* begin Input rows *

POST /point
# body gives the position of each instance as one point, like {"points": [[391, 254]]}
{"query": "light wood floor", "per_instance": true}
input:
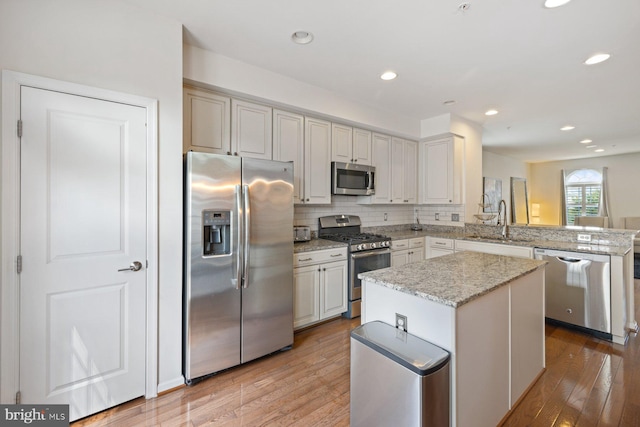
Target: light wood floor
{"points": [[588, 382]]}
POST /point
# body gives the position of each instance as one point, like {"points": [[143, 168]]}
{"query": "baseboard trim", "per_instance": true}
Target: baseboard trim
{"points": [[167, 386]]}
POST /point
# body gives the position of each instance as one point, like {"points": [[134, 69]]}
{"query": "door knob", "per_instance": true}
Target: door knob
{"points": [[135, 266]]}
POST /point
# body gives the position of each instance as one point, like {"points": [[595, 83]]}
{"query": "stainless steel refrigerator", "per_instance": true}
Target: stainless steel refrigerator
{"points": [[238, 261]]}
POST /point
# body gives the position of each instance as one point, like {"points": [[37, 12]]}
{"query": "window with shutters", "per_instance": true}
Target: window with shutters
{"points": [[582, 190]]}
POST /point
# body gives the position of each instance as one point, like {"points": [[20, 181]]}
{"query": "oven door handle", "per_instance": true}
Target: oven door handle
{"points": [[367, 254]]}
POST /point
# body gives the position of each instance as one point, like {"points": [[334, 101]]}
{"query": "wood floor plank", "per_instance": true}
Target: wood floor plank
{"points": [[587, 382]]}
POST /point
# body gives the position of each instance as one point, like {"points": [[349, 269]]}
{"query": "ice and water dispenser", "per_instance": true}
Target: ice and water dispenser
{"points": [[216, 232]]}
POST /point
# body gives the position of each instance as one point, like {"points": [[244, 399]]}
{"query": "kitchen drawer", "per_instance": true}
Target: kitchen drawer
{"points": [[439, 243], [318, 257], [416, 243], [397, 245]]}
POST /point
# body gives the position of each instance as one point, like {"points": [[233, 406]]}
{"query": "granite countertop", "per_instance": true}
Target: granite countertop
{"points": [[455, 279], [544, 244], [316, 245], [319, 244]]}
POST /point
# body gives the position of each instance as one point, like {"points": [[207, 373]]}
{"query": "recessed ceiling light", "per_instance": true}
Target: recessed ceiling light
{"points": [[388, 75], [550, 4], [302, 37], [597, 58]]}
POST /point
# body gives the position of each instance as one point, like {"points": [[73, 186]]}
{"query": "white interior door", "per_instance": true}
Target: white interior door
{"points": [[83, 218]]}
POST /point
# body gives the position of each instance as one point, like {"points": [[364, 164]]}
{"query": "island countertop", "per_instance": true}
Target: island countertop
{"points": [[455, 279]]}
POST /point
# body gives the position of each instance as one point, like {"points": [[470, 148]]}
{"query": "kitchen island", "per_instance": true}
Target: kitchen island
{"points": [[486, 310]]}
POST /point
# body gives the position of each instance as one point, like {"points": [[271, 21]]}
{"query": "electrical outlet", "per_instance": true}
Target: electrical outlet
{"points": [[401, 322]]}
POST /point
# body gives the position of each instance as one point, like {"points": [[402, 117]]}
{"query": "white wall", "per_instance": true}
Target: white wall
{"points": [[112, 45], [503, 168], [473, 155], [623, 173], [223, 73]]}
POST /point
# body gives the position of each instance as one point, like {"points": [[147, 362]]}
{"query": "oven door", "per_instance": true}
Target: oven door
{"points": [[361, 262]]}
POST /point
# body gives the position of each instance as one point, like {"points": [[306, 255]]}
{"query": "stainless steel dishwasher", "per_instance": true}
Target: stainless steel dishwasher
{"points": [[578, 290]]}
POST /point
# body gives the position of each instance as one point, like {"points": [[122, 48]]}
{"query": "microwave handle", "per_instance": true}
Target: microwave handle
{"points": [[371, 179]]}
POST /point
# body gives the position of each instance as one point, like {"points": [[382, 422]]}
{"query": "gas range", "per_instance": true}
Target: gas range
{"points": [[367, 252], [360, 241], [346, 228]]}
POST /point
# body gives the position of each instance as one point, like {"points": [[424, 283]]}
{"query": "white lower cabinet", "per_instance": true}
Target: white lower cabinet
{"points": [[319, 285], [407, 251]]}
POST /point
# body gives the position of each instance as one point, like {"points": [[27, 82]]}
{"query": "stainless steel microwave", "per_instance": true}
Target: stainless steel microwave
{"points": [[352, 179]]}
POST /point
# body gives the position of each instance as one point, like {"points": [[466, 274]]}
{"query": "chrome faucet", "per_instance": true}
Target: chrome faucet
{"points": [[502, 213]]}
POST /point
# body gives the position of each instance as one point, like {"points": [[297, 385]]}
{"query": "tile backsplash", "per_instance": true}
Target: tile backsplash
{"points": [[379, 215]]}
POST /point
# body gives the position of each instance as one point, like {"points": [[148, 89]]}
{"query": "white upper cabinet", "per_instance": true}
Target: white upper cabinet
{"points": [[207, 121], [404, 169], [251, 130], [442, 171], [341, 143], [350, 145], [381, 160], [288, 145], [317, 161], [410, 172]]}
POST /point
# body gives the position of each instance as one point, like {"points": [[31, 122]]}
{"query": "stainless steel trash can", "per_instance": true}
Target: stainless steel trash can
{"points": [[397, 379]]}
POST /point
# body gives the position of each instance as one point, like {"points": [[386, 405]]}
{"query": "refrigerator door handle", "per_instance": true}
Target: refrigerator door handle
{"points": [[246, 236], [237, 259]]}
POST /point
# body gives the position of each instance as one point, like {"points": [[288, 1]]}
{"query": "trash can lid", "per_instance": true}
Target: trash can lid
{"points": [[416, 354]]}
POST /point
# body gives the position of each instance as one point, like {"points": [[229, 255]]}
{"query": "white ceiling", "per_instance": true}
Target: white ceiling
{"points": [[512, 55]]}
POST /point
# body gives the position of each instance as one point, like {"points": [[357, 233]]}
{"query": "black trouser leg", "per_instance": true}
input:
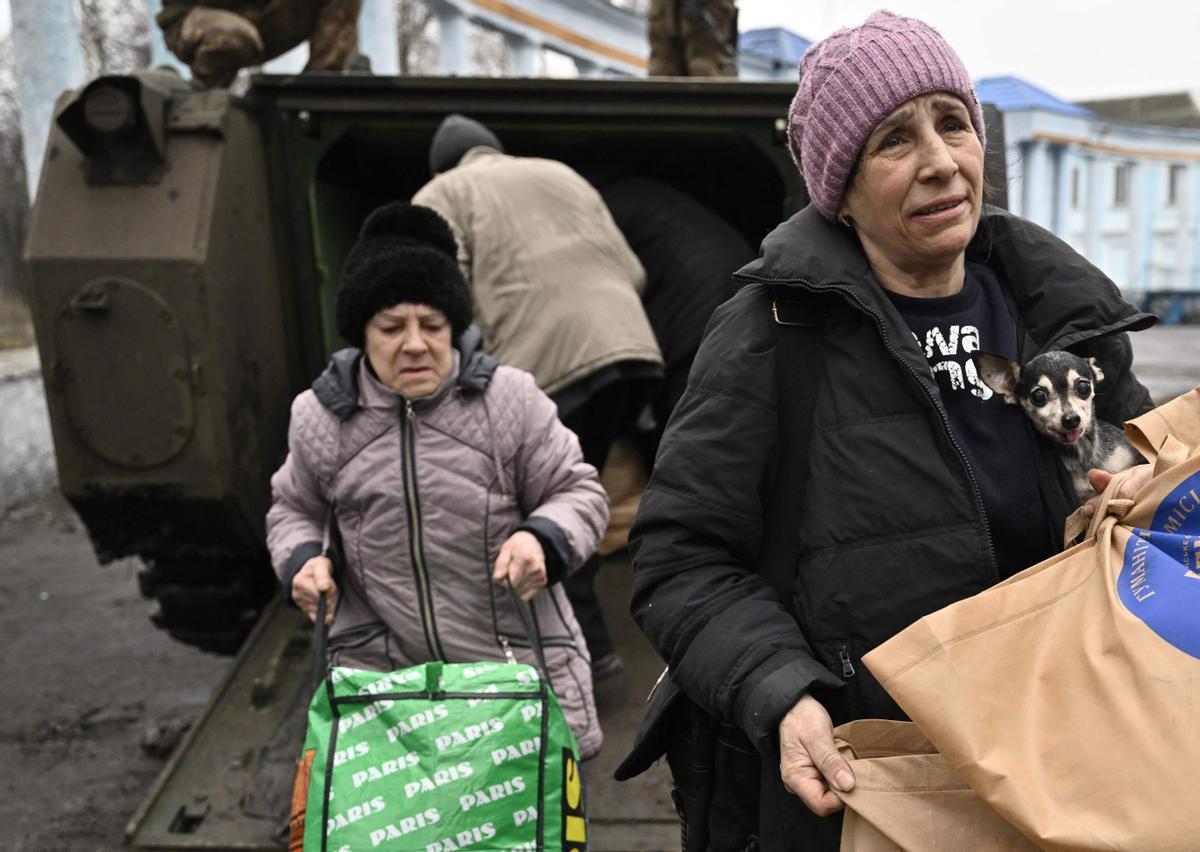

* end Input rows *

**The task**
Pick out every line in the listing above that contains the word "chrome", matching case exactly.

**Task output**
{"query": "chrome faucet", "per_instance": true}
Target: chrome faucet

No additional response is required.